Writers from Bexhill, Hastings and St Leonards fought off stiff international competition to pick up prizes in Hastings Literary Festival’s 2019 competition, which featured short story, poetry and flash fiction categories.
Bexhill-based writer Paul Green took first place in the short story category. Hastings resident Roz Balp came second in that category, and was also third in flash fiction.
St Leonards-based writer Andrea Samuelson scooped second prize in flash fiction, with Hastings’ Antony Mair taking second place in the poetry competition.
Writers’ support and training organisation New Writing South sponsored additional prizes for East Sussex-based writers. They awarded their short story prize and overall New Writing South prize to Hastings filmmaker Glyn Carter. Andrea Samuelson won the NWS flash fiction prize and Antony Mair the NWS poetry prize.
There were 371 entries for Hastings LitFest’s three competitions from around the world, including the USA, South Africa and India, and they were judged anonymously. The results were announced on September 1, at the LitFest closing ceremony which was presided over by its patron, the St Leonards-born playwright Sir David Hare.
Paul, from Bexhill, has published four novels as well as several poetry collections and his plays have been broadcast on BBC Radio 3, CBC Canada, Capital Radio, RTE Ireland and Resonance FM and performed by New Theatre Works and Travesty Theatre. He said: “It’s great to have this recognition of my work, which has encouraged me to develop the story into a new novel.”

PROVIDED RECORDS
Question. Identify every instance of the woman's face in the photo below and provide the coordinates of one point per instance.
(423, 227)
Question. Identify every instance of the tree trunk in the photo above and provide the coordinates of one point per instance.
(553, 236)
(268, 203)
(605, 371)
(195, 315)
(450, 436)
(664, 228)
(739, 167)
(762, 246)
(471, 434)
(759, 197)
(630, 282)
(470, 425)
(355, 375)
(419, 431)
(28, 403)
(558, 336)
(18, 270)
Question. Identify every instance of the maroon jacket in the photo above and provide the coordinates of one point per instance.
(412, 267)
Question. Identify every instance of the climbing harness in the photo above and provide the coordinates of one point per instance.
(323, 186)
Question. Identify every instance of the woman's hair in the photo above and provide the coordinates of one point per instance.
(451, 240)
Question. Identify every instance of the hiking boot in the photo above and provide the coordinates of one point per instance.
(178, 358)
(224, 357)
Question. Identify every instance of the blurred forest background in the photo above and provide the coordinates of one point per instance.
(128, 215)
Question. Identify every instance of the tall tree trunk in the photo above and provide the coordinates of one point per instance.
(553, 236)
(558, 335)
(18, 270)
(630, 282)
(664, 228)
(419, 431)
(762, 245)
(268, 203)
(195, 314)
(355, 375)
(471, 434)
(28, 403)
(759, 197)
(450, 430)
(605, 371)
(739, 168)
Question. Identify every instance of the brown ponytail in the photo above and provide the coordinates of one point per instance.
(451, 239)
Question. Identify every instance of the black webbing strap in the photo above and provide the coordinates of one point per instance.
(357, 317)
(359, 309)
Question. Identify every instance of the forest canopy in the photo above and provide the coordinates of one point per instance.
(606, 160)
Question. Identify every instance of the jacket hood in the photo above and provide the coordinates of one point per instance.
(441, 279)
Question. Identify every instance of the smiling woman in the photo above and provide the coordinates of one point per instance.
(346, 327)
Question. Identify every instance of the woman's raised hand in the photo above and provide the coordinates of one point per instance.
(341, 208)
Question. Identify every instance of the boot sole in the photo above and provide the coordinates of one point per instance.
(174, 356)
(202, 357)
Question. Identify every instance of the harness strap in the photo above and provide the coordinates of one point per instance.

WHAT YOU NEED TO DO
Continue the article on the winners of the Hastings Literary Festival 2019 writing competitions, starting after its final sentence.

REPLY
Commenting on Paul’s winning science fiction short story, Zoe in a Trance of Terror, judge Tabby Stirling said: “This story hasn’t left me – from the second paragraph I wanted it to be a novel. I became so immersed in this writer’s world.”
Glyn Carter, winner of the New Writing South Prize, left his steady job working for Hastings Borough Council in 2014 to start making films, since when he’s made 11 shorts, and won several awards and festival selections.
Liminal, his NWS entry, is the first of Glyn’s stories to win a competition. He said: “It’s wonderful to be recognised. I’ve written screenplays, but with fiction you’re responsible for everything a director or actor would do in film, like atmosphere, pacing, and character’s thoughts and emotions. Since I’m so new to writing prose fiction, it’s great to hear that I’m doing something right!”
Roz Balp has lived in Hastings for over 30 years and writes mainly short stories and poetry. In 2017 she won the National Association of Writers’ Groups’ poetry competition. She was placed second in the LitFest short story competition for Faniel and third in flash fiction for Look at the Lights.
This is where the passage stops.